- DESCRIPTION OF THE TASK
Please state what the passage on measuring social impact says asset owners and investors can ask for.
----- SOURCE PASSAGE -----
The dimensions and contours of who benefits and how, need to be drawn out and better understood. How are people’s lives being touched? Are people better off as a result? What is working? Where is the added value? Done well, this can enable clearer patterns to be identified and more useful actions to be developed that will benefit people and communities. The picture of financial performance and track record will evolve over time and be critical for building the confidence of people and communities, governments, service providers as well as investors.

What did we learn about how impact is being measured and what’s needed?

Our benchmarking initiative has given significant weight to the measurement of impact.  This reflects the emphasis on ‘impact’ as core to what constitutes impact investment.  It also reflects the call from the market for guidance on how to measure impact and understand what others are doing.

People have told us they are looking for guidance on some very practical questions: What questions should be asked? Whose job is it to collect and collate data? What is useful to understand impact and to manage risk, including the risk that the intended benefit is not being achieved or that there are unintended consequences?

The better we get at measuring impact and indicators of progress, the more confidence investors will have in what to expect, and the more confidence service providers and beneficiaries will have about the value of mobilising private capital in areas of need, and understanding the potential in communities. More consistency in what we measure and how we measure it will allow more comparisons of apples and apples.  For example, if investments target employment outcomes, does the data enable comparison of the number of jobs created, as well as the quality and duration of those jobs?

Everyone has a role to play

There is a role to play for all who have a stake in commissioning, creating, financing or measuring social impact. Community organisations and other impact driven enterprises have a role in setting out indicators of the social value they create.  Asset managers can set an example and contribute to positive industry standards by measuring and reporting on impact.  Asset owners and investors can participate by asking for impact data alongside financial performance.  The academy and evaluation practitioners can contribute by segmenting the aspects of measurement practice and evaluation that is fit for purpose in different contexts and for different audiences: when do we need to understand whether something works to deliver the stated objectives and when do we need to know whether it meets a research gold standard and performs better than other approaches?
----- EXTRACTED MATERIAL -----
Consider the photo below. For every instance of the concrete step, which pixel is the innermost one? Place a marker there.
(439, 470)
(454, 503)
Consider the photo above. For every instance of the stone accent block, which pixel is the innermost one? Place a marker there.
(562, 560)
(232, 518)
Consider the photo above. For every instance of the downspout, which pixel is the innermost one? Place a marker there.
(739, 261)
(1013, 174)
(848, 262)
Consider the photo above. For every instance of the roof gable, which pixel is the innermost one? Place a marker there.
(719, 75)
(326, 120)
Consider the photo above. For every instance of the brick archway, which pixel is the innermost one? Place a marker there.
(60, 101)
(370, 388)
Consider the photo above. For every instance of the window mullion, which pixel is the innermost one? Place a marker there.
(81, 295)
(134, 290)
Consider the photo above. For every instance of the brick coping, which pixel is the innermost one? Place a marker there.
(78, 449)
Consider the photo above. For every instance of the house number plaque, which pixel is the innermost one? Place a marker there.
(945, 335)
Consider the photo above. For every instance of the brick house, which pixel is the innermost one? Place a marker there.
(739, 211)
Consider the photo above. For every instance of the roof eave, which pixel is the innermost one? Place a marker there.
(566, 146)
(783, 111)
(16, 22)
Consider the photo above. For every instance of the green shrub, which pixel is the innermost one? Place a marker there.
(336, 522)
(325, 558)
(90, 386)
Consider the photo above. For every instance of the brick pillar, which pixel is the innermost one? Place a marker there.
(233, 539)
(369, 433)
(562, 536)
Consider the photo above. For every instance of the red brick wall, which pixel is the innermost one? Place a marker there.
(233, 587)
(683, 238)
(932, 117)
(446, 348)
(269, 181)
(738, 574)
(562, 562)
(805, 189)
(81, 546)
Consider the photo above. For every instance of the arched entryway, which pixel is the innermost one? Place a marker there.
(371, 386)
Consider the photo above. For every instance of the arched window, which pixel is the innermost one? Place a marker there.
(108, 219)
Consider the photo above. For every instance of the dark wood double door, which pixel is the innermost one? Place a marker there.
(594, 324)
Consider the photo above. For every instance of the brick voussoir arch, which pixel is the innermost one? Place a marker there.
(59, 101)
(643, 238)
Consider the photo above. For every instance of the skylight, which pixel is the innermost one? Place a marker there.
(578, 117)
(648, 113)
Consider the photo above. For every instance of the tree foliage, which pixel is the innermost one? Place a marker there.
-----
- FINISHED EXERCISE
Impact data alongside financial performance.